What you will do:
Rewrite the stretch of entries from the line containing "find owlet with tan face" through the line containing "(0, 446), (78, 532)", swapping "shrub" for "bush" and keeping everything else unchanged. Leave the pictures out of your answer.

== Material to process

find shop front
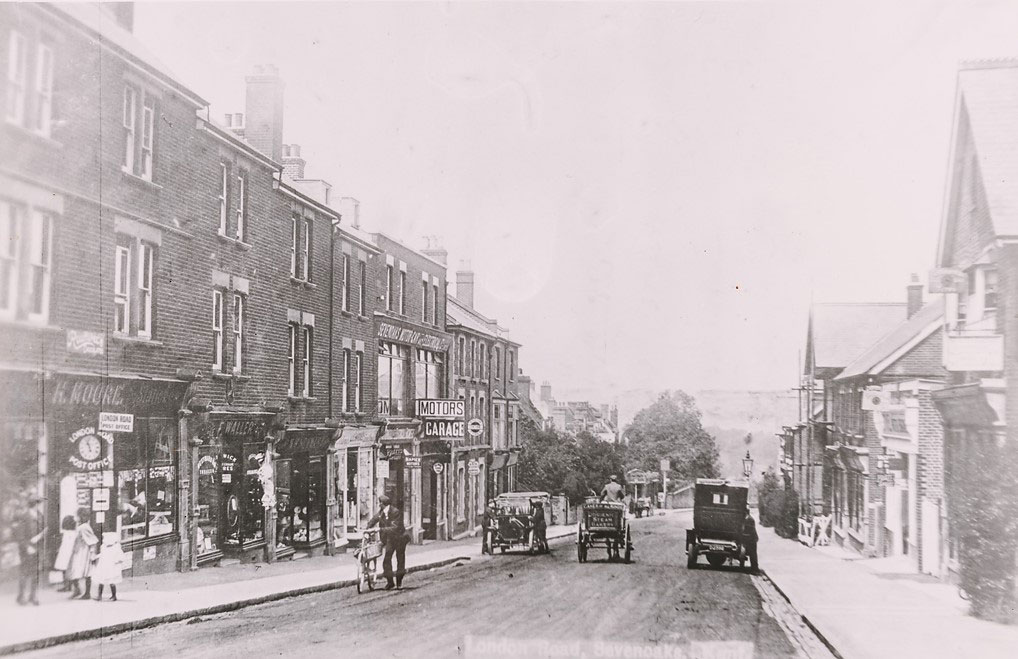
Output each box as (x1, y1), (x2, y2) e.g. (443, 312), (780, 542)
(273, 428), (339, 558)
(375, 421), (422, 543)
(193, 411), (275, 566)
(0, 372), (188, 574)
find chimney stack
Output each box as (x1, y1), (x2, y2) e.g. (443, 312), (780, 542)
(456, 261), (473, 309)
(908, 272), (922, 318)
(283, 145), (307, 180)
(244, 64), (283, 162)
(420, 235), (451, 266)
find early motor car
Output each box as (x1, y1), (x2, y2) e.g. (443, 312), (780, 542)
(686, 479), (749, 568)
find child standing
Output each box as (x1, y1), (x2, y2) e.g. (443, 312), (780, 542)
(92, 531), (124, 602)
(53, 515), (77, 593)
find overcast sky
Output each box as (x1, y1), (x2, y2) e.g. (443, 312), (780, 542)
(135, 2), (1018, 401)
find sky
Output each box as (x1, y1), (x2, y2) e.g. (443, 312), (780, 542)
(135, 2), (1018, 402)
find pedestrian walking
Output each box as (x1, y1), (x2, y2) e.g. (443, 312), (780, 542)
(53, 514), (77, 593)
(92, 531), (126, 602)
(530, 501), (549, 554)
(742, 506), (759, 572)
(367, 494), (410, 591)
(67, 508), (99, 600)
(14, 494), (46, 606)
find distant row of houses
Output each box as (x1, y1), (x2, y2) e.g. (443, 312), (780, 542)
(780, 61), (1018, 594)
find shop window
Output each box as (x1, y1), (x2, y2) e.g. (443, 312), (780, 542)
(378, 341), (408, 417)
(113, 419), (176, 542)
(414, 349), (444, 398)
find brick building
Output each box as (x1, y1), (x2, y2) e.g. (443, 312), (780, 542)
(823, 283), (944, 567)
(930, 60), (1018, 606)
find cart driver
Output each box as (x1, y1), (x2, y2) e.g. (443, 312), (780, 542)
(601, 474), (626, 503)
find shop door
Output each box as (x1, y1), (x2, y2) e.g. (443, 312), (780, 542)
(420, 469), (439, 540)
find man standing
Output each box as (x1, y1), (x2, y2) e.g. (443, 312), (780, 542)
(367, 494), (409, 591)
(601, 474), (626, 503)
(742, 506), (759, 572)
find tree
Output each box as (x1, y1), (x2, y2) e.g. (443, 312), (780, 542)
(625, 391), (721, 481)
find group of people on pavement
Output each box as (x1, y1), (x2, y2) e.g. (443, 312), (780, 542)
(4, 492), (126, 606)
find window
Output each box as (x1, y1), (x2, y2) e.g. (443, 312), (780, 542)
(353, 352), (364, 411)
(234, 174), (247, 242)
(413, 349), (444, 398)
(113, 235), (156, 338)
(420, 281), (428, 323)
(378, 341), (407, 417)
(115, 419), (177, 542)
(300, 218), (312, 281)
(233, 293), (245, 373)
(137, 242), (153, 337)
(357, 261), (367, 316)
(219, 163), (229, 235)
(121, 85), (157, 180)
(399, 270), (406, 316)
(35, 44), (53, 138)
(982, 270), (997, 312)
(7, 30), (27, 125)
(339, 254), (350, 312)
(340, 348), (352, 411)
(122, 87), (137, 173)
(286, 323), (297, 396)
(139, 96), (153, 180)
(300, 325), (315, 398)
(113, 245), (130, 334)
(212, 290), (223, 371)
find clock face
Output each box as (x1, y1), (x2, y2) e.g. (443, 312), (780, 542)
(77, 435), (103, 461)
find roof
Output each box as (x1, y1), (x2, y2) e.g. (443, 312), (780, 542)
(835, 299), (944, 380)
(955, 60), (1018, 236)
(805, 303), (907, 376)
(47, 2), (209, 106)
(446, 295), (508, 339)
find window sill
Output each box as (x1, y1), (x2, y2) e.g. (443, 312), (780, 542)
(120, 166), (163, 191)
(216, 231), (251, 252)
(110, 334), (163, 347)
(4, 119), (63, 149)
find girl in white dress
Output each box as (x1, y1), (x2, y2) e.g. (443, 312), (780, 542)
(92, 531), (125, 602)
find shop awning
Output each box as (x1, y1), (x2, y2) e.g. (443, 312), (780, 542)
(274, 428), (339, 455)
(488, 453), (509, 471)
(336, 426), (379, 447)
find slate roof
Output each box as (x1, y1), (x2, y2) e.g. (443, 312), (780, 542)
(835, 299), (944, 380)
(804, 303), (906, 376)
(956, 60), (1018, 236)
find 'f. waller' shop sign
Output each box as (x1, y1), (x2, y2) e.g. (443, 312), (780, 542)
(379, 323), (449, 350)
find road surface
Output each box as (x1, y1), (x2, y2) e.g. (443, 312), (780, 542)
(25, 513), (818, 659)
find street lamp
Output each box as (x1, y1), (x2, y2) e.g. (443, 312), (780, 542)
(742, 451), (753, 478)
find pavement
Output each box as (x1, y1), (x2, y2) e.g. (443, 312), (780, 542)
(757, 517), (1018, 659)
(15, 515), (798, 659)
(0, 526), (576, 655)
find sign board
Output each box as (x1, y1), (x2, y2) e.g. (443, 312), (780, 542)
(423, 419), (466, 439)
(415, 398), (466, 419)
(99, 411), (134, 433)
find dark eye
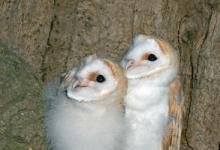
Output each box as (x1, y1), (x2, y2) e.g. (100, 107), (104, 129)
(96, 75), (105, 83)
(148, 54), (157, 61)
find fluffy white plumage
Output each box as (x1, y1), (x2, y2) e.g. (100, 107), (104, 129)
(121, 35), (178, 150)
(44, 56), (127, 150)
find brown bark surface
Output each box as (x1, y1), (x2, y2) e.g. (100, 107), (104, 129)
(0, 0), (220, 150)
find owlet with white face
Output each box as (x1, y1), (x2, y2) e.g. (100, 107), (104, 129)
(121, 35), (181, 150)
(45, 55), (127, 150)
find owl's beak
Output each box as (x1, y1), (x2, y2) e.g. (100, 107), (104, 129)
(125, 59), (136, 70)
(73, 79), (89, 88)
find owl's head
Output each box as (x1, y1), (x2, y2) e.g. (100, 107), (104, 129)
(121, 35), (178, 79)
(62, 55), (125, 102)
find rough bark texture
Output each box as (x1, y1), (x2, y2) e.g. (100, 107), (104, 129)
(0, 0), (220, 150)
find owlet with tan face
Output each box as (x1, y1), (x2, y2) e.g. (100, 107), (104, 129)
(45, 55), (127, 150)
(121, 35), (181, 150)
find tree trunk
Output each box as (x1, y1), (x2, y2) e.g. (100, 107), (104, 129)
(0, 0), (220, 150)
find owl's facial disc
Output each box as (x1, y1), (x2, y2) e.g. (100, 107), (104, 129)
(67, 59), (117, 102)
(122, 39), (170, 79)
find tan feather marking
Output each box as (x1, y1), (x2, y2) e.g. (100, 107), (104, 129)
(141, 53), (149, 60)
(155, 39), (172, 54)
(161, 78), (182, 150)
(103, 59), (117, 77)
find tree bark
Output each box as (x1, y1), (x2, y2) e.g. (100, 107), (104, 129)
(0, 0), (220, 150)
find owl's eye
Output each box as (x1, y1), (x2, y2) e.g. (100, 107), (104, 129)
(147, 54), (157, 61)
(96, 75), (105, 83)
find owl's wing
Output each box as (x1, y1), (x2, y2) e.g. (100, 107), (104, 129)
(161, 78), (184, 150)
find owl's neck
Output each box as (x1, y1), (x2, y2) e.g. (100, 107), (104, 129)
(129, 68), (177, 87)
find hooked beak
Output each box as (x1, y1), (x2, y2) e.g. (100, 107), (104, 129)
(73, 79), (89, 88)
(125, 59), (137, 70)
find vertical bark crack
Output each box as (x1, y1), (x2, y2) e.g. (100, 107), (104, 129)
(40, 0), (56, 81)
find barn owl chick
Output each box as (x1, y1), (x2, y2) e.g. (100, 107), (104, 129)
(45, 55), (127, 150)
(121, 35), (180, 150)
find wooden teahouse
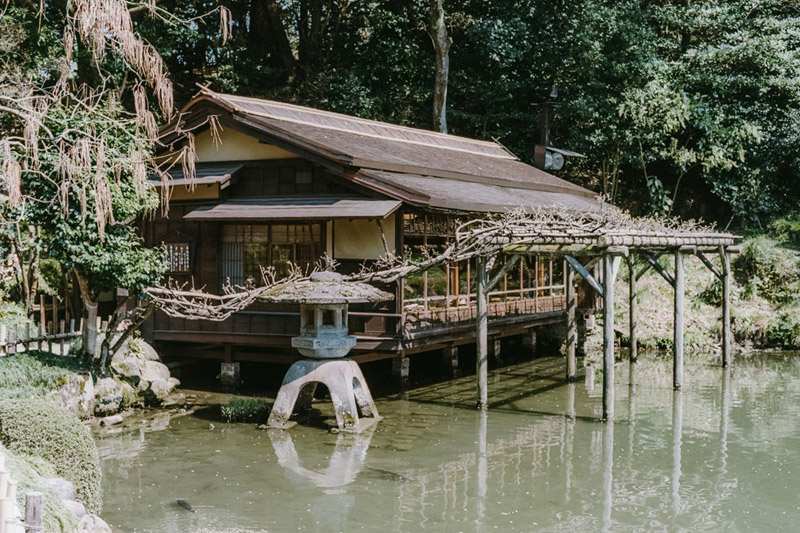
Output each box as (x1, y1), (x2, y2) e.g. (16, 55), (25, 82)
(142, 90), (602, 375)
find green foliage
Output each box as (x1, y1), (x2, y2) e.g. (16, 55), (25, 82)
(15, 96), (165, 298)
(769, 213), (800, 248)
(220, 398), (271, 423)
(0, 302), (28, 327)
(0, 352), (81, 398)
(0, 445), (78, 533)
(767, 307), (800, 350)
(732, 236), (800, 303)
(0, 398), (102, 513)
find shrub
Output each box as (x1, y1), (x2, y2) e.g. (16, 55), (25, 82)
(733, 236), (800, 303)
(0, 302), (29, 327)
(767, 309), (800, 348)
(0, 352), (81, 398)
(769, 213), (800, 247)
(220, 398), (270, 423)
(0, 398), (102, 513)
(0, 446), (78, 532)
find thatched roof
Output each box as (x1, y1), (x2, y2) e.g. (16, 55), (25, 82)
(162, 89), (602, 212)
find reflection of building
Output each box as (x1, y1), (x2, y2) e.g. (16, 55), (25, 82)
(143, 91), (599, 370)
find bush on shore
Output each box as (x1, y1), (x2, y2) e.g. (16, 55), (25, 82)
(0, 398), (102, 514)
(220, 398), (270, 423)
(0, 445), (78, 532)
(0, 352), (81, 398)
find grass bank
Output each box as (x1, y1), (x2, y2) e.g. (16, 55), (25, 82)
(0, 352), (102, 531)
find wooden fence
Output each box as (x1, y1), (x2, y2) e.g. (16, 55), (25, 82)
(0, 453), (44, 533)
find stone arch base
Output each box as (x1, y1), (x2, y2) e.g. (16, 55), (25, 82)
(267, 358), (380, 433)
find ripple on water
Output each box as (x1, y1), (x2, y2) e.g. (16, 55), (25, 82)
(98, 355), (800, 531)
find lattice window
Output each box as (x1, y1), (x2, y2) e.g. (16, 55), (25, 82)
(165, 242), (191, 274)
(220, 223), (324, 285)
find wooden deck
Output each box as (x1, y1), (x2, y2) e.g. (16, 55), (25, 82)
(151, 294), (565, 363)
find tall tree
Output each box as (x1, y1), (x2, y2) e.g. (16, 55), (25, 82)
(426, 0), (453, 133)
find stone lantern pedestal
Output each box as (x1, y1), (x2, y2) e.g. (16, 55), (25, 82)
(264, 272), (392, 432)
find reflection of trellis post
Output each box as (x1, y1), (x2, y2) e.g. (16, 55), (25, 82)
(564, 260), (578, 381)
(720, 248), (732, 367)
(672, 251), (685, 390)
(475, 256), (489, 409)
(602, 252), (620, 420)
(672, 390), (683, 517)
(628, 254), (639, 363)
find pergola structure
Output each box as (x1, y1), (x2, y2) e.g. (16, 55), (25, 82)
(351, 207), (738, 420)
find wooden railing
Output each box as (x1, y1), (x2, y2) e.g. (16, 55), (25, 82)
(0, 317), (117, 357)
(404, 291), (566, 333)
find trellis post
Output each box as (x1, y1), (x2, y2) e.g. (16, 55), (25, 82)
(628, 254), (639, 363)
(564, 261), (578, 381)
(603, 252), (620, 420)
(672, 251), (685, 390)
(721, 248), (732, 368)
(475, 256), (489, 409)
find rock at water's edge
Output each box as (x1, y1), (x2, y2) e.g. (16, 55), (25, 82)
(53, 374), (95, 420)
(94, 378), (123, 416)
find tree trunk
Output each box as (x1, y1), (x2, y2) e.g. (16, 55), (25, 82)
(265, 0), (297, 83)
(75, 272), (98, 361)
(100, 303), (154, 375)
(427, 0), (453, 133)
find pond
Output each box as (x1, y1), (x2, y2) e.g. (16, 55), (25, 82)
(98, 353), (800, 532)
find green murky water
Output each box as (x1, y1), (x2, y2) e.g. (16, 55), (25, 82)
(99, 354), (800, 532)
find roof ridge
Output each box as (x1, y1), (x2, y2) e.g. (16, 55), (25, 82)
(202, 89), (519, 161)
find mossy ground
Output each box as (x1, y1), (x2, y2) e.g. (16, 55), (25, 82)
(220, 398), (271, 423)
(0, 444), (78, 531)
(0, 398), (102, 513)
(0, 351), (82, 398)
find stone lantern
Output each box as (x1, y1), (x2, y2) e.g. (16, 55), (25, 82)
(262, 272), (393, 432)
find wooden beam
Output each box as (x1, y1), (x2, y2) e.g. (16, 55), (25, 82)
(720, 248), (733, 368)
(603, 254), (615, 420)
(564, 263), (578, 382)
(628, 255), (639, 363)
(644, 254), (675, 287)
(672, 252), (684, 390)
(697, 252), (722, 280)
(503, 244), (599, 255)
(564, 255), (603, 298)
(636, 263), (653, 281)
(475, 256), (489, 409)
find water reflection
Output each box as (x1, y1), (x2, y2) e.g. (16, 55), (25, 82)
(267, 425), (375, 489)
(100, 356), (800, 532)
(672, 390), (683, 520)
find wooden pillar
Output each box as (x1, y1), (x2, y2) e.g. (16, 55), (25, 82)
(492, 337), (503, 366)
(628, 255), (639, 363)
(475, 257), (489, 409)
(422, 215), (428, 311)
(442, 346), (459, 377)
(392, 354), (411, 387)
(722, 249), (733, 368)
(564, 262), (578, 381)
(672, 252), (685, 390)
(603, 253), (616, 420)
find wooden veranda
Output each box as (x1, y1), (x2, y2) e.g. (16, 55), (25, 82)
(354, 207), (737, 420)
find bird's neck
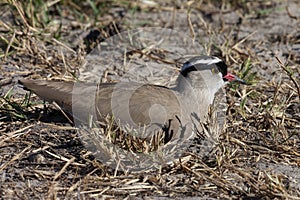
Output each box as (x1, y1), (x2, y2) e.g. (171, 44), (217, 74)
(174, 72), (224, 119)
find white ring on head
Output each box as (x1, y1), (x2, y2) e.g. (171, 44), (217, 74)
(181, 56), (222, 71)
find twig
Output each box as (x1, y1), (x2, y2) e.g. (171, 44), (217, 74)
(275, 56), (300, 99)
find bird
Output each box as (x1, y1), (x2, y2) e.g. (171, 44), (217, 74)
(19, 55), (246, 169)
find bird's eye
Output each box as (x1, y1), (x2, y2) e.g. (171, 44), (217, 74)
(211, 67), (219, 74)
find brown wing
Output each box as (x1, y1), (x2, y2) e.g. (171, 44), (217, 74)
(19, 80), (181, 139)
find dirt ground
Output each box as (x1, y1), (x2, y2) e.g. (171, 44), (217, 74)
(0, 0), (300, 199)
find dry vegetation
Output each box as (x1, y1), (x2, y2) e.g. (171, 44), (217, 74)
(0, 0), (300, 199)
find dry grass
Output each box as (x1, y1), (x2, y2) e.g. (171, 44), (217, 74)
(0, 0), (300, 199)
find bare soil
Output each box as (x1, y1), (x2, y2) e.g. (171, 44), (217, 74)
(0, 0), (300, 199)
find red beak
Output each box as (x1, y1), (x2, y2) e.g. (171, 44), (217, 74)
(223, 73), (247, 84)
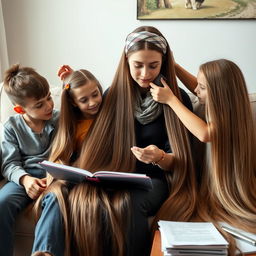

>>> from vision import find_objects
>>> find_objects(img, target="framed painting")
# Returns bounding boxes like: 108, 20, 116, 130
137, 0, 256, 20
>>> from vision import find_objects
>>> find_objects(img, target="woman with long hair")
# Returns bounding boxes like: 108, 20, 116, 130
71, 26, 196, 256
33, 26, 196, 256
151, 59, 256, 255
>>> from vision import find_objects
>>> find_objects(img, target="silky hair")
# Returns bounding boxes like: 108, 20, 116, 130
198, 59, 256, 255
4, 64, 49, 107
49, 69, 102, 165
78, 26, 196, 220
34, 69, 102, 256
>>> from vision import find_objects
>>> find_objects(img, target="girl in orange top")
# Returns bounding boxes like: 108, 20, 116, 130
32, 65, 102, 255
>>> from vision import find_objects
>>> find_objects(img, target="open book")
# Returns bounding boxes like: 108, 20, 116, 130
220, 222, 256, 255
40, 160, 152, 190
158, 221, 228, 256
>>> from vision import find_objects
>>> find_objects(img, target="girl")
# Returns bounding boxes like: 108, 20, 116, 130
74, 26, 196, 256
151, 59, 256, 255
33, 66, 102, 255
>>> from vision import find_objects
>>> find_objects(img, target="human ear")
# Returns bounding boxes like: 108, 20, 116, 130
13, 105, 26, 115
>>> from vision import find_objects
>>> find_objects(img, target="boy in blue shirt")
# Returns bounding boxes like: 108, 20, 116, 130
0, 65, 57, 256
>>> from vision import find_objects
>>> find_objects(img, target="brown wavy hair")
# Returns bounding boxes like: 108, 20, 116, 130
78, 26, 197, 242
194, 59, 256, 254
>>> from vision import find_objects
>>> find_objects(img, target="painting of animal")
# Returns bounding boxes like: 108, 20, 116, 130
185, 0, 204, 10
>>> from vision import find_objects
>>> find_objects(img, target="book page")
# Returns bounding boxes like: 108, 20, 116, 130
158, 221, 228, 247
219, 222, 256, 253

====

Solution to this problem:
find owlet with tan face
Output each box as (x1, y1), (x2, y2) e.g. (100, 107), (104, 129)
(45, 55), (127, 150)
(121, 35), (181, 150)
find tree trunk
Output each box as (x1, y1), (x2, y2) e.g. (100, 107), (104, 129)
(0, 0), (220, 150)
find owl's facial disc
Output each box as (x1, y1), (x2, y2) e.g. (100, 107), (104, 129)
(67, 59), (117, 102)
(122, 39), (170, 79)
find tan feather marking
Output each box as (x1, y1), (x2, y2) e.g. (100, 107), (104, 129)
(141, 53), (149, 60)
(155, 39), (172, 54)
(161, 78), (182, 150)
(103, 59), (117, 77)
find tree bark
Output each box as (x1, y1), (x2, y2) e.g. (100, 107), (104, 129)
(0, 0), (220, 150)
find owl's eye
Output each box as (x1, y1), (x2, y2) e.g. (100, 107), (104, 129)
(147, 54), (157, 61)
(96, 75), (105, 83)
find owl's wing
Output each box as (x1, y1), (x2, y2) e.g. (100, 107), (104, 129)
(161, 78), (184, 150)
find owl's neck
Output each box as (x1, y1), (x2, y2) e.g. (100, 107), (104, 129)
(129, 68), (177, 87)
find hooked beak
Output each box as (x1, y1), (x2, y2) e.g. (100, 107), (104, 129)
(73, 79), (89, 88)
(125, 59), (137, 70)
find vertical bark crack
Output each box as (x1, y1), (x2, y2) e.g. (100, 107), (104, 129)
(40, 0), (56, 81)
find barn owl chick
Output each box as (x1, y1), (x2, y2) e.g. (100, 107), (104, 129)
(45, 55), (127, 150)
(121, 35), (180, 150)
find wooden teahouse
Output each box as (x1, y1), (x2, y2) e.g. (16, 55), (25, 82)
(142, 90), (602, 375)
find green foliage
Output each box as (x1, y1), (x2, y2) e.g. (16, 55), (25, 82)
(15, 96), (165, 298)
(769, 213), (800, 248)
(220, 398), (271, 423)
(0, 302), (28, 327)
(0, 352), (81, 398)
(0, 445), (78, 533)
(767, 307), (800, 350)
(732, 236), (800, 303)
(0, 398), (102, 513)
find bush
Output each box as (x1, y1), (x2, y2) e.g. (16, 55), (25, 82)
(733, 236), (800, 303)
(0, 302), (29, 327)
(767, 309), (800, 348)
(0, 352), (81, 398)
(769, 213), (800, 247)
(220, 398), (270, 423)
(0, 398), (102, 513)
(0, 446), (78, 532)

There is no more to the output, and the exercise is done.